## Task item
Reproduce the part of the passage about the school support team between "He pointed to" and "umbrella of resources.", inclusive.

## Passage
-*-
Romero started as a school counselor, but went on to become an assistant principal and then a special education coordinator. He decided being a school counselor was “the thing I love most.”

“I wanted to give back to our community,” he said. “My passion has always been working with students and families.”

He pointed to a wide range of student issues to address. Often, students’ home lives are at the root of those matters.

“How can a student learn when they’re going through all these other things?” he said.

The district S.E. Team’s evolution has involved using a variety of successful programs such as Capturing Kids Hearts, which focuses on relationship building; Positive Behavioral Interventions and Support; and the Multi-tiered System of Support, which encompasses an umbrella of resources.

For instance, when cases arise, school counselors would handle the first tier of issues. If further therapeutic interventions are needed, the licensed social workers and licensed mental health therapists step in. The licensed social workers and therapists are the team members who handle more in-depth therapy, and the need for such services has amplified during the pandemic, Romero noted.

Licensed social workers such as Eliana Delgadillo, who is based at Ladd Lane but can work at different sites, have been helping students to understand the new normal after returning full time to campuses.

“We’re seeing a lot of adjustment to the school setting,” said Delgadillo, also a licensed social worker. She pointed out how students who were kindergartners when the shelter-in-place initially happened ended up spending first grade learning virtually most of the year. Now they’re in second grade, and it’s “almost like a brand-new environment,” she said.

Delgadillo said the S.E. Team members are helping students to feel less anxiety, and educating them about wearing masks and being careful about COVID-19. She noted parents are “dealing with a lot at home,” which can cause a need for more student support.

“They can decompress and express what they’re feeling,” she said.

It’s important for the S.E. Team to make sure parents are aware of the services, Delgadillo said.
-*-
## Study material
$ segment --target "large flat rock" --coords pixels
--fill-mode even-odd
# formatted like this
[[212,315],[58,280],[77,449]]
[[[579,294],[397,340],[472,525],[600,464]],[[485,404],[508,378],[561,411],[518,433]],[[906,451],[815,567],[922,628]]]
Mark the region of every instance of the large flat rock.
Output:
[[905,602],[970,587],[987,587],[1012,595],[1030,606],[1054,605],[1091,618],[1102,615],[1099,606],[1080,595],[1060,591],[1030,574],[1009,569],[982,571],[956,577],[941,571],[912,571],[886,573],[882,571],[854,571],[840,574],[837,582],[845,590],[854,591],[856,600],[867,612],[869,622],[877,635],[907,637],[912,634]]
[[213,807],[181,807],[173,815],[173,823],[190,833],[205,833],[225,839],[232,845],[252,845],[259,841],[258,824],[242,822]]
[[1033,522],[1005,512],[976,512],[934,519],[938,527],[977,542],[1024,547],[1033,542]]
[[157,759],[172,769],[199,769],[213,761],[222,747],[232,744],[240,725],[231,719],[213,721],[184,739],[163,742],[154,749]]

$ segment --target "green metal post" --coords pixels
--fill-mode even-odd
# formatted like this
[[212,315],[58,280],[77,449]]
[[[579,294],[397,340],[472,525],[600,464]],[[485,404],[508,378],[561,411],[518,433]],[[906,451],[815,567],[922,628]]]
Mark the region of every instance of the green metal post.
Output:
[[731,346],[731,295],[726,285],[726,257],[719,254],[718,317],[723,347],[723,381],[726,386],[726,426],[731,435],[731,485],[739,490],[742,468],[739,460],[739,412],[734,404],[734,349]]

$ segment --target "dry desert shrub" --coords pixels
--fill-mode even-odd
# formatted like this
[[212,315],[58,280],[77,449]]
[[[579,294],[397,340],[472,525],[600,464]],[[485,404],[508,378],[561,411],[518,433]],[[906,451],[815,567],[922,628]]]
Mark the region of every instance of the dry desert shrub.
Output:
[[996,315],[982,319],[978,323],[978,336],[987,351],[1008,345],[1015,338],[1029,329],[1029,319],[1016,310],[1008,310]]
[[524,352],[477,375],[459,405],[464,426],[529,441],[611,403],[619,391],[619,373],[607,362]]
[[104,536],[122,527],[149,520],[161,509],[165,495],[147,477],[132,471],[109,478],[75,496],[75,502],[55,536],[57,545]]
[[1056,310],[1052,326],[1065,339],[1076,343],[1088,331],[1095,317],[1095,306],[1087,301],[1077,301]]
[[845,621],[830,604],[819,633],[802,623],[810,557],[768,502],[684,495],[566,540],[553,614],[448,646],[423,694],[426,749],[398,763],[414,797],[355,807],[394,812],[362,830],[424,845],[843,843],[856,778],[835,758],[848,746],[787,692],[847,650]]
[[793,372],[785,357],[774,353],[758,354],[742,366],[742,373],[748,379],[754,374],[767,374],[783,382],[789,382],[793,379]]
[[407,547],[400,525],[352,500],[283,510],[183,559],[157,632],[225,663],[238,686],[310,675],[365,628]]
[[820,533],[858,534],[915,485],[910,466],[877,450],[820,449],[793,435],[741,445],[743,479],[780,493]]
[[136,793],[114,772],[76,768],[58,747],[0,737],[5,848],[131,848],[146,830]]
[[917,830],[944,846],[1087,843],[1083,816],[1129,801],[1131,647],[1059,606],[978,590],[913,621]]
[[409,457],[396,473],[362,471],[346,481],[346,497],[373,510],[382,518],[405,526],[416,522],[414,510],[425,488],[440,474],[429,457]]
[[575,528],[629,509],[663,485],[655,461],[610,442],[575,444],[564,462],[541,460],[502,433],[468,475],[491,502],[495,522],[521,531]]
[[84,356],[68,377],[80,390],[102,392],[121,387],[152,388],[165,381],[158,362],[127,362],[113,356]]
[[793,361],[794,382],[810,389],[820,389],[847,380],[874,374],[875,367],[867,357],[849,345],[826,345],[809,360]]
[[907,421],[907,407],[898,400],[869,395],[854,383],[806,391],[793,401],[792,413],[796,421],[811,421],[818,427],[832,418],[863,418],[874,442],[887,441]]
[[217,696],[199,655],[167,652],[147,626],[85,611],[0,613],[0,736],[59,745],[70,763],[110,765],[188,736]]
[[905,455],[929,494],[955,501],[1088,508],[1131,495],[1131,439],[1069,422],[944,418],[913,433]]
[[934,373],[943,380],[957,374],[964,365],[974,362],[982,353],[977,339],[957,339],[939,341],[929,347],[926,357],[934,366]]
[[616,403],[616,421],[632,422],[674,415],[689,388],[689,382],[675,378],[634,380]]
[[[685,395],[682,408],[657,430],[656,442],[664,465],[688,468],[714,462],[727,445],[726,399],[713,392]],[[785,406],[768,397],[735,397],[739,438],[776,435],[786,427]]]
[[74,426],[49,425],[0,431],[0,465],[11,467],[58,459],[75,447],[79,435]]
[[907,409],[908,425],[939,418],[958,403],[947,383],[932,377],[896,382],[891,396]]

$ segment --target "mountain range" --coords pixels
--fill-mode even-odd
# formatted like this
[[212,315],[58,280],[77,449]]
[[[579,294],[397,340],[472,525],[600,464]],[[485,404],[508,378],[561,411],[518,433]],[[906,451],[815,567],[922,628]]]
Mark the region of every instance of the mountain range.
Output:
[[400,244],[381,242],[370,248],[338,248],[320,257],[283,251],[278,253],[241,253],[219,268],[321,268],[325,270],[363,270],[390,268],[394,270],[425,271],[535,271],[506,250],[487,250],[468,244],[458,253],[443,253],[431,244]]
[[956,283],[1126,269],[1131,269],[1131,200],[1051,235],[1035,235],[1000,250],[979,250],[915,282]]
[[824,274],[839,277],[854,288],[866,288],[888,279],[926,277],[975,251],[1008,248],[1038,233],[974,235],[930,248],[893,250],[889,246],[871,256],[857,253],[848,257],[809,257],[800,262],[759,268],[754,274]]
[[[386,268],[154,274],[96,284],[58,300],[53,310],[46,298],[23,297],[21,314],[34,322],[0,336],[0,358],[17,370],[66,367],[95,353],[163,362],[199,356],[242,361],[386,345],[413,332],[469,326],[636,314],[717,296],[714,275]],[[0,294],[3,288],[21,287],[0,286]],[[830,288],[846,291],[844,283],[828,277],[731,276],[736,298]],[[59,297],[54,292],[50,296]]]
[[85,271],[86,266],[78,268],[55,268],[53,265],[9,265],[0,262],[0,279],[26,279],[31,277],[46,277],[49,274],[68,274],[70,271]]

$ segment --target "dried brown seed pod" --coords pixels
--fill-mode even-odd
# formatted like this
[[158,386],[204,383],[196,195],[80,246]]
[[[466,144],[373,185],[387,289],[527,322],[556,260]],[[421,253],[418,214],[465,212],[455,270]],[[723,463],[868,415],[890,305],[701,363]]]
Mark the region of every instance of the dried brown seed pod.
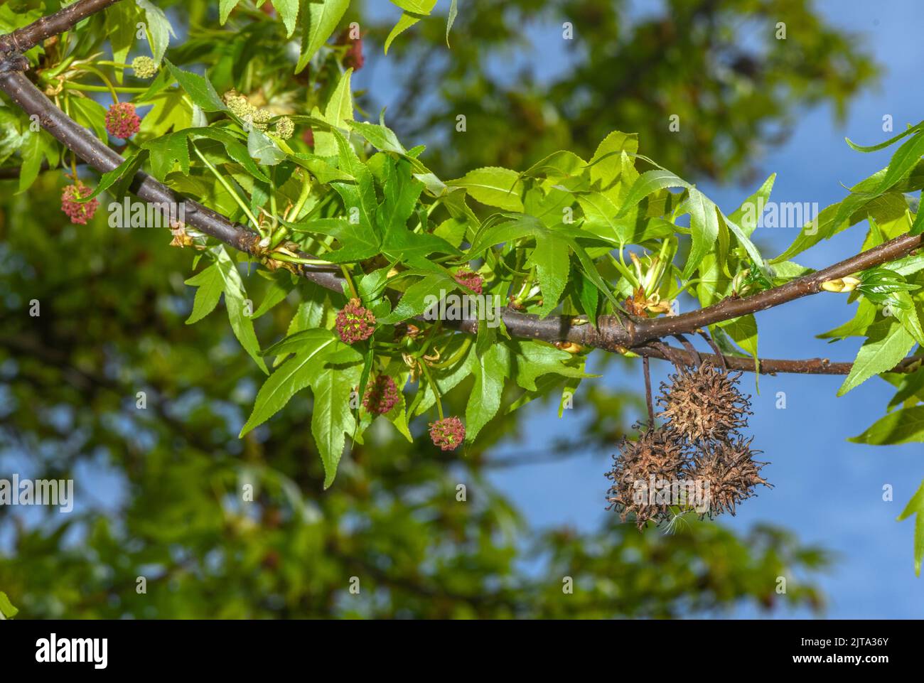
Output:
[[657,491],[664,482],[685,477],[688,458],[683,437],[670,427],[647,427],[636,441],[624,437],[613,459],[613,470],[606,473],[613,482],[607,509],[618,512],[623,521],[634,514],[639,530],[650,519],[669,520],[672,501],[657,495]]
[[701,483],[708,506],[698,509],[700,518],[711,518],[723,512],[736,512],[742,501],[755,495],[758,484],[772,487],[760,476],[760,469],[769,463],[759,462],[751,450],[751,439],[736,436],[729,441],[706,442],[693,457],[687,476]]
[[664,409],[658,417],[693,443],[723,440],[748,426],[750,396],[738,391],[740,372],[729,374],[707,360],[683,369],[661,383],[657,403]]

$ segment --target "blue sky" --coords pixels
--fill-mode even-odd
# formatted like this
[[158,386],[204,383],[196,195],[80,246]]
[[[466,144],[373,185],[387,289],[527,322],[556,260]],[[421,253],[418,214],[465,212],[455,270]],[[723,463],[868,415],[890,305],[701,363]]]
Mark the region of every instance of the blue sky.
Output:
[[[645,11],[651,5],[638,3],[636,9]],[[831,0],[818,6],[833,25],[861,35],[885,70],[874,91],[853,102],[843,127],[834,124],[829,108],[805,112],[789,140],[768,150],[759,160],[761,177],[777,173],[773,201],[817,201],[823,208],[843,199],[842,183],[852,185],[885,166],[891,154],[889,150],[873,154],[854,152],[844,142],[845,136],[871,144],[891,137],[881,128],[886,114],[894,117],[895,131],[924,118],[924,92],[919,88],[924,43],[917,22],[908,18],[919,10],[912,0]],[[788,30],[798,30],[798,27]],[[516,70],[511,64],[531,62],[538,74],[549,78],[567,67],[567,55],[560,47],[560,28],[536,27],[531,37],[533,45],[541,49],[505,55],[498,68]],[[401,78],[387,61],[374,60],[372,68],[363,74],[385,102],[393,79]],[[756,189],[709,183],[700,183],[699,188],[726,211],[734,210]],[[759,230],[755,238],[765,253],[776,255],[795,235],[793,228],[768,228]],[[815,268],[835,262],[856,253],[863,235],[863,227],[855,227],[796,260]],[[829,345],[814,335],[849,319],[853,311],[839,295],[819,295],[760,313],[760,352],[770,358],[852,360],[860,340]],[[665,365],[652,363],[655,385],[666,373]],[[594,381],[614,388],[642,386],[640,367],[633,372],[620,367]],[[894,391],[882,380],[873,378],[837,398],[842,381],[842,377],[798,375],[761,378],[760,394],[753,398],[750,433],[755,445],[764,451],[763,459],[772,463],[764,473],[775,488],[760,492],[743,506],[736,518],[723,523],[744,531],[759,521],[771,522],[795,530],[803,542],[833,551],[837,555],[833,569],[820,579],[830,601],[827,616],[919,618],[924,616],[924,579],[914,576],[914,523],[898,523],[895,518],[924,476],[922,448],[919,444],[883,447],[847,443],[847,437],[883,414]],[[753,377],[746,377],[745,382],[753,393]],[[780,391],[786,395],[785,409],[775,408]],[[580,400],[579,392],[575,400]],[[539,406],[529,409],[524,429],[527,438],[507,444],[499,452],[533,452],[551,437],[574,437],[575,432],[567,411],[559,420],[555,407]],[[587,453],[564,462],[499,470],[492,482],[535,525],[568,524],[590,531],[608,514],[602,509],[606,485],[602,472],[609,462],[609,452]],[[882,500],[885,484],[894,487],[893,502]],[[752,615],[746,609],[736,614]],[[809,615],[795,612],[788,616]]]

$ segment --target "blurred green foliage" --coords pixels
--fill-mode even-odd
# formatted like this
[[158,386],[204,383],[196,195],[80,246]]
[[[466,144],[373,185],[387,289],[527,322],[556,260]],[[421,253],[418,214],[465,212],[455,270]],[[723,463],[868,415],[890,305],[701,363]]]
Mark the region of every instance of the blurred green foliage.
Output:
[[[392,23],[370,29],[377,45]],[[556,150],[590,158],[611,130],[631,130],[683,177],[750,182],[755,156],[808,106],[843,118],[879,73],[859,37],[811,0],[468,0],[450,42],[447,52],[441,22],[422,21],[388,53],[409,75],[388,120],[429,143],[446,177],[526,168]],[[459,114],[477,144],[454,143]]]

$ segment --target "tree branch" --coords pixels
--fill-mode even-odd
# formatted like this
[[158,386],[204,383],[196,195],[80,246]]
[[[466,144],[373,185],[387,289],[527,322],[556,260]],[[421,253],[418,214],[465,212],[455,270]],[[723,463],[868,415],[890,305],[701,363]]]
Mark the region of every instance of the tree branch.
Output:
[[[693,365],[693,355],[684,348],[668,347],[671,355]],[[662,360],[670,360],[663,350],[651,347],[640,347],[633,348],[632,353],[646,358],[657,358]],[[711,360],[716,365],[721,364],[720,357],[714,353],[700,353],[699,357],[703,360]],[[753,372],[754,359],[743,356],[723,356],[725,365],[729,370],[739,370],[744,372]],[[903,359],[892,372],[912,372],[924,361],[921,356],[911,356]],[[810,358],[804,360],[783,360],[778,359],[762,358],[760,359],[760,374],[776,374],[778,372],[787,372],[793,374],[850,374],[850,369],[854,366],[849,362],[832,362],[826,358]]]
[[[118,0],[79,0],[60,12],[39,19],[8,35],[0,36],[0,53],[15,53],[29,49],[54,35],[67,30],[80,19],[115,4]],[[78,125],[39,91],[21,73],[2,72],[0,68],[0,90],[3,90],[14,103],[27,114],[38,115],[39,122],[45,130],[66,147],[84,159],[101,173],[111,171],[124,159],[104,142],[96,139],[89,130]],[[169,218],[176,220],[178,207],[183,204],[185,222],[230,247],[250,254],[260,260],[268,256],[260,248],[260,236],[248,227],[232,223],[225,216],[191,200],[176,195],[164,183],[158,182],[146,173],[139,171],[130,186],[130,190],[140,199],[169,206]],[[569,341],[584,347],[602,348],[608,351],[623,352],[633,349],[642,355],[658,356],[656,350],[646,348],[648,342],[672,335],[690,333],[707,325],[730,320],[748,313],[754,313],[768,308],[809,294],[821,291],[821,284],[827,280],[852,274],[905,256],[919,248],[924,236],[903,235],[879,247],[864,251],[832,266],[813,274],[792,280],[778,287],[760,292],[746,299],[730,298],[712,306],[677,316],[647,319],[631,316],[600,316],[598,325],[588,323],[581,318],[570,316],[551,316],[540,320],[535,315],[520,313],[509,309],[502,311],[502,318],[507,332],[512,336],[541,339],[549,342]],[[309,254],[299,252],[310,258]],[[342,277],[335,268],[292,264],[297,274],[328,289],[343,291]],[[462,332],[475,333],[477,320],[444,321],[446,327]],[[680,352],[684,353],[684,352]],[[751,370],[750,360],[726,357],[730,368]],[[763,361],[764,372],[811,372],[820,374],[845,374],[850,363],[831,363],[824,360],[774,360]]]
[[[5,61],[5,55],[22,55],[45,39],[64,33],[90,15],[101,12],[117,2],[120,0],[79,0],[55,14],[33,21],[29,26],[17,29],[12,33],[0,35],[0,62]],[[0,65],[0,71],[2,70]]]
-*-
## Output for this exercise
He pointed to a wide range of student issues to address. Often, students’ home lives are at the root of those matters.

“How can a student learn when they’re going through all these other things?” he said.

The district S.E. Team’s evolution has involved using a variety of successful programs such as Capturing Kids Hearts, which focuses on relationship building; Positive Behavioral Interventions and Support; and the Multi-tiered System of Support, which encompasses an umbrella of resources.